* Stated task
From the start of the listing through the line with "[[9, 38, 15, 81], [37, 28, 51, 88]]", write every line out again, requests included, shifting each bounding-box coordinate in the answers up by 94. Leave the pictures out.

# START OF Data for this task

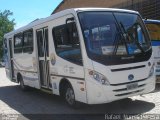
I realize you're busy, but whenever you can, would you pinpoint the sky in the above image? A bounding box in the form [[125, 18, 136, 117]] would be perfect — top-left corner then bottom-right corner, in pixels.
[[0, 0, 62, 29]]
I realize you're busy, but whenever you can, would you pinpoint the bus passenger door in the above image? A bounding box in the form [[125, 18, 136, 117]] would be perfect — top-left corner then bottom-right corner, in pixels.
[[9, 38, 15, 81], [37, 28, 51, 88]]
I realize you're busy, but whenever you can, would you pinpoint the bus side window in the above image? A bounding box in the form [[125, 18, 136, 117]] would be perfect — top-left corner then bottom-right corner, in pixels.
[[52, 22, 82, 65], [23, 30, 33, 53], [14, 33, 23, 54]]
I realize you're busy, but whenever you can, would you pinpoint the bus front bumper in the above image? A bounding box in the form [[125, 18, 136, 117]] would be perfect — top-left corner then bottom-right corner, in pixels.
[[87, 76, 156, 104]]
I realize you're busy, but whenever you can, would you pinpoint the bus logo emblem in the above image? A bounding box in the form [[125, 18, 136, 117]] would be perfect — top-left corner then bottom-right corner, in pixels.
[[128, 74, 134, 80]]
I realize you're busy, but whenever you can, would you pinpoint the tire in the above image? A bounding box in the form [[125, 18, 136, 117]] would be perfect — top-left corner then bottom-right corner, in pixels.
[[19, 76, 27, 91], [64, 84, 80, 108]]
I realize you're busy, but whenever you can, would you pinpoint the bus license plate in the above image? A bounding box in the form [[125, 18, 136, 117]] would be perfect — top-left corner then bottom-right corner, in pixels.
[[127, 83, 138, 90]]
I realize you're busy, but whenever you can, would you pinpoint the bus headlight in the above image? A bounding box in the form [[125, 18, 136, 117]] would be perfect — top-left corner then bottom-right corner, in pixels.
[[89, 71, 110, 85], [149, 64, 154, 77]]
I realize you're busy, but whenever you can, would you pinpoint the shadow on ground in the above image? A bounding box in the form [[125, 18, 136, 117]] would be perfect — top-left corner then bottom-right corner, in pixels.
[[0, 86, 155, 117]]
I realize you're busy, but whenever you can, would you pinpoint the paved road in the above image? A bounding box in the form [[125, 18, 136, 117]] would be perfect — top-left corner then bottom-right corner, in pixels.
[[0, 68, 160, 119]]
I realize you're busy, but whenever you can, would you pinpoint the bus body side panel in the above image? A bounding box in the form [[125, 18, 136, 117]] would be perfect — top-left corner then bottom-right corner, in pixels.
[[4, 38, 12, 80], [13, 31, 39, 89]]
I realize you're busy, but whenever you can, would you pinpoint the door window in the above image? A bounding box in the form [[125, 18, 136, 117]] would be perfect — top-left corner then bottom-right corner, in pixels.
[[52, 22, 82, 65]]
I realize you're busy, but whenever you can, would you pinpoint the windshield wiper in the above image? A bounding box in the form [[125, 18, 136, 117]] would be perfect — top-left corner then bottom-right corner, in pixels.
[[113, 14, 129, 55]]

# END OF Data for this task

* Response to this task
I realize you're busy, but whenever you can, would you pinpoint the sky in the above image? A bounding box in the form [[125, 18, 136, 117]] would be perfect — top-left corner then bottom-right corner, in pixels.
[[94, 94, 156, 123]]
I realize you're busy, but whenever you can, would you pinpoint the bus passenger door in the above image? A bounding box in the form [[125, 18, 136, 117]] would be perfect — top-left corner then bottom-right corner, in pixels.
[[103, 132, 109, 175], [131, 122, 145, 182]]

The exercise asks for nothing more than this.